GOAL OF THE EXERCISE » Output every record exactly, apart from its images.

PROVIDED DATA »
====

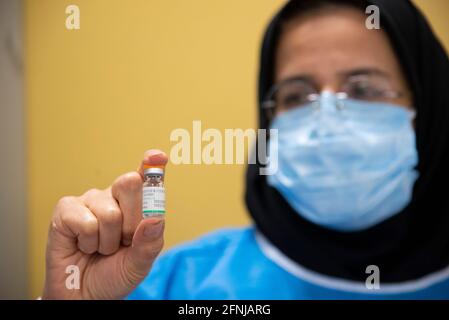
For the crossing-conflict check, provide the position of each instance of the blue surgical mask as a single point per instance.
(347, 165)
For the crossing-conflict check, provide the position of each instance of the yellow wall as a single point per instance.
(98, 97)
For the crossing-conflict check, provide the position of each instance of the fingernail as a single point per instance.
(153, 231)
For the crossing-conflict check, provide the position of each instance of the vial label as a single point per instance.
(153, 201)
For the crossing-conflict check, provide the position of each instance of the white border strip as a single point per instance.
(334, 283)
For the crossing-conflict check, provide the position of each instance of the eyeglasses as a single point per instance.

====

RESPONSE FOR THIS EXERCISE »
For the crossing-conflict check, provide the position of each instance of the blue surgical mask as a single point per instance.
(347, 165)
For the crossing-conflict check, provide the position of each instance of the yellow wall as a single point per instance.
(98, 97)
For the crossing-conflict check, provide the position of each instance of the fingernail as a single point per instance.
(153, 231)
For the crossing-conflict check, provide the position of each instance of the vial label as a single point per instance.
(153, 201)
For the crossing-conflict check, provide the position of each instance of the white border strip as a single point per instance.
(334, 283)
For the crossing-conflict check, provide the position of each instance of the eyeglasses as a single point per instance.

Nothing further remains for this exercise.